:: WHAT THE EXERCISE ASKS ::
Please copy every line from the records below that contains the string "lichen".

Top of INFORMATION SHOWN

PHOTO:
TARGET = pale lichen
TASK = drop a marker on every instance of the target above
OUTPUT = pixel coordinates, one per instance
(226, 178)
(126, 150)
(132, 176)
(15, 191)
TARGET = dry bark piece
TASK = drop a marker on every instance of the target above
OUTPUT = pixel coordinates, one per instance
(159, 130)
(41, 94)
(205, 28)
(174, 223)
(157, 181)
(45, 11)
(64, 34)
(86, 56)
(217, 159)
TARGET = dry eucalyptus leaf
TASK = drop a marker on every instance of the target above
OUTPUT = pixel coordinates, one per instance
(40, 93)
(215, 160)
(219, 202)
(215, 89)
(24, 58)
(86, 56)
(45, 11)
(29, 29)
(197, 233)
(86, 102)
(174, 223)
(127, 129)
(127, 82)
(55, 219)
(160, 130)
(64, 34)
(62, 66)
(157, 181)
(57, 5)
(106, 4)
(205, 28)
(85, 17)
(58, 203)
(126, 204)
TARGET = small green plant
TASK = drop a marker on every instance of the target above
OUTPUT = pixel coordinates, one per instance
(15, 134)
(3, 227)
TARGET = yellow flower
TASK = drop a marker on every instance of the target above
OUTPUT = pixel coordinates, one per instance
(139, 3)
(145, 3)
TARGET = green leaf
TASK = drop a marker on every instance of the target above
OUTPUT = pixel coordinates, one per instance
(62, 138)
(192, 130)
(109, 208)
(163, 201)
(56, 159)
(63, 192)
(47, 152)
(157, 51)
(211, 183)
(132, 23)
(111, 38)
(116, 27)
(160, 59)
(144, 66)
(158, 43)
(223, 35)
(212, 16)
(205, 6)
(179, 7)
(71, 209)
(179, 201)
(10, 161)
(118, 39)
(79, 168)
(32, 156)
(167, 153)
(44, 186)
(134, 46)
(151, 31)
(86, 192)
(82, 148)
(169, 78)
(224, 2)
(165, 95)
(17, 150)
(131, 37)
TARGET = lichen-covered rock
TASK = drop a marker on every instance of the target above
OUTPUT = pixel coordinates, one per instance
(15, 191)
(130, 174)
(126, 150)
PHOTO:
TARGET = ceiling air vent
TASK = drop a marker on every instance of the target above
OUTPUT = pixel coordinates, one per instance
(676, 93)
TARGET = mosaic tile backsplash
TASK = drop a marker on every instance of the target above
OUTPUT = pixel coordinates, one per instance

Bottom of INFORMATION SHOWN

:: EXERCISE RESULT ::
TARGET = pale lichen
TARGET = lichen-covered rock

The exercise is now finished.